(Stored data entries)
------------------------------------------------------------------------

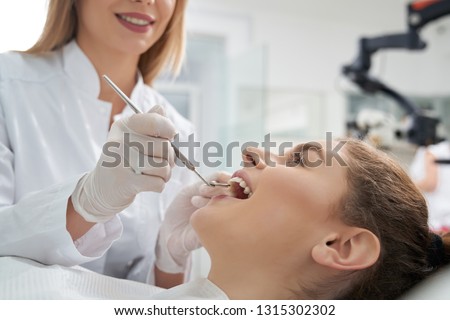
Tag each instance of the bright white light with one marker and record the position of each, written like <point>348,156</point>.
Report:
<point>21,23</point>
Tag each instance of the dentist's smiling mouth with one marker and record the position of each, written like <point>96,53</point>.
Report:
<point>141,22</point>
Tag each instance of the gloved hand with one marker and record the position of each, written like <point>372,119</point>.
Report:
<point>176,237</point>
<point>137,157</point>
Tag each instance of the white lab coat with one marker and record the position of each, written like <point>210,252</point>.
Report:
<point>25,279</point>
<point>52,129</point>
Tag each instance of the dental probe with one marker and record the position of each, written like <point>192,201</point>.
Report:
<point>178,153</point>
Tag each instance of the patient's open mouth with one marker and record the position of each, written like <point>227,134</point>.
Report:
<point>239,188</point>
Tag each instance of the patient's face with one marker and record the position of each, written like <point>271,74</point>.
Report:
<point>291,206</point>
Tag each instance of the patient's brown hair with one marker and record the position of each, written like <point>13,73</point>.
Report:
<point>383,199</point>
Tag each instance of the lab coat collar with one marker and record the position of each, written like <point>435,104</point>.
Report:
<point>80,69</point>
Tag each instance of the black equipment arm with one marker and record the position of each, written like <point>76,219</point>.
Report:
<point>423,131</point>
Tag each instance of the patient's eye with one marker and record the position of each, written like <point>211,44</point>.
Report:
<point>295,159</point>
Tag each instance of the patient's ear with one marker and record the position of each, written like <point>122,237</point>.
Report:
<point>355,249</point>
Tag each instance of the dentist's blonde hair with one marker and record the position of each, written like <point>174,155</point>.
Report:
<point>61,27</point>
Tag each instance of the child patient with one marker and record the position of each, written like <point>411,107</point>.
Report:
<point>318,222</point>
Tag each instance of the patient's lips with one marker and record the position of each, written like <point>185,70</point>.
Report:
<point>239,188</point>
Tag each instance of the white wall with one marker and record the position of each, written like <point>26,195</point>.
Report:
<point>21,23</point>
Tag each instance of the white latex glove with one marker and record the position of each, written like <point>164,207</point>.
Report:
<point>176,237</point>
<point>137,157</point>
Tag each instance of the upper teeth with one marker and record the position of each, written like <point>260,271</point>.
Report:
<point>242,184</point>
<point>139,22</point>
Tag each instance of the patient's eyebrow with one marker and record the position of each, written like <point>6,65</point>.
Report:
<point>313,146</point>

------------------------------------------------------------------------

* [Stated goal]
Retype all of the material above word for word, and leave the pictures out of your copy.

* [Result]
Tag each instance of the bright white light with one marker and record the position of each, written like <point>348,156</point>.
Report:
<point>21,23</point>
Tag each instance of the dentist's smiling mouth with one marker and record the position of each, written like <point>96,53</point>.
Report:
<point>141,22</point>
Tag each instance of the gloved hand with one marker and record the position of each, written like <point>372,119</point>.
Report:
<point>176,237</point>
<point>137,157</point>
Tag each instance of the white lab coat with one marker and record the position of each, written like <point>210,252</point>.
Report:
<point>25,279</point>
<point>52,129</point>
Tag each instance of the dental probe with one marker and record the position of each, written like <point>192,201</point>.
Report:
<point>178,153</point>
Tag each instance of the patient's open mouth with one marker and record the position of each, written like <point>227,134</point>.
Report:
<point>239,188</point>
Tag each instance of the patient's face with one marker and record the position of each, written like <point>271,74</point>.
Report:
<point>291,206</point>
Tag each instance of the patient's brown hair with one marker and record the position of each, written like <point>13,73</point>.
Report:
<point>383,199</point>
Tag each instance of the lab coat collar with one marker and record the position of each, written like <point>435,104</point>.
Report:
<point>80,69</point>
Tag each instance of the black equipment arm with one marker and record the position of each, written like <point>76,219</point>.
Report:
<point>423,131</point>
Tag each instance of the patient's eye with one marker and record the position of each, written like <point>211,44</point>.
Report:
<point>295,159</point>
Tag each instance of the patient's ear with one marker and record the position of each, written like <point>122,237</point>.
Report:
<point>355,249</point>
Tag each instance of the dentist's blonde hair with one marker and record the position of each, written like <point>174,155</point>.
Report:
<point>61,27</point>
Tag each instance of the child patient with one marker and record the position of each, written like <point>411,107</point>.
Report:
<point>318,222</point>
Tag each instance of the patient's lips with one marker and record the position of each, written like <point>185,70</point>.
Report:
<point>239,188</point>
Tag each instance of the white wall with one marker and record the position of each, written like <point>26,195</point>.
Report:
<point>21,23</point>
Tag each instance of the white latex glove with one marker and record the position of each, written like <point>164,207</point>.
Report:
<point>176,237</point>
<point>137,157</point>
Tag each instance of the upper teeth with one marker and record the position of each, written like <point>260,271</point>.
Report:
<point>242,184</point>
<point>139,22</point>
Tag each instance of the patient's eyebrow with one marker and record the position of each, written like <point>6,65</point>.
Report:
<point>313,146</point>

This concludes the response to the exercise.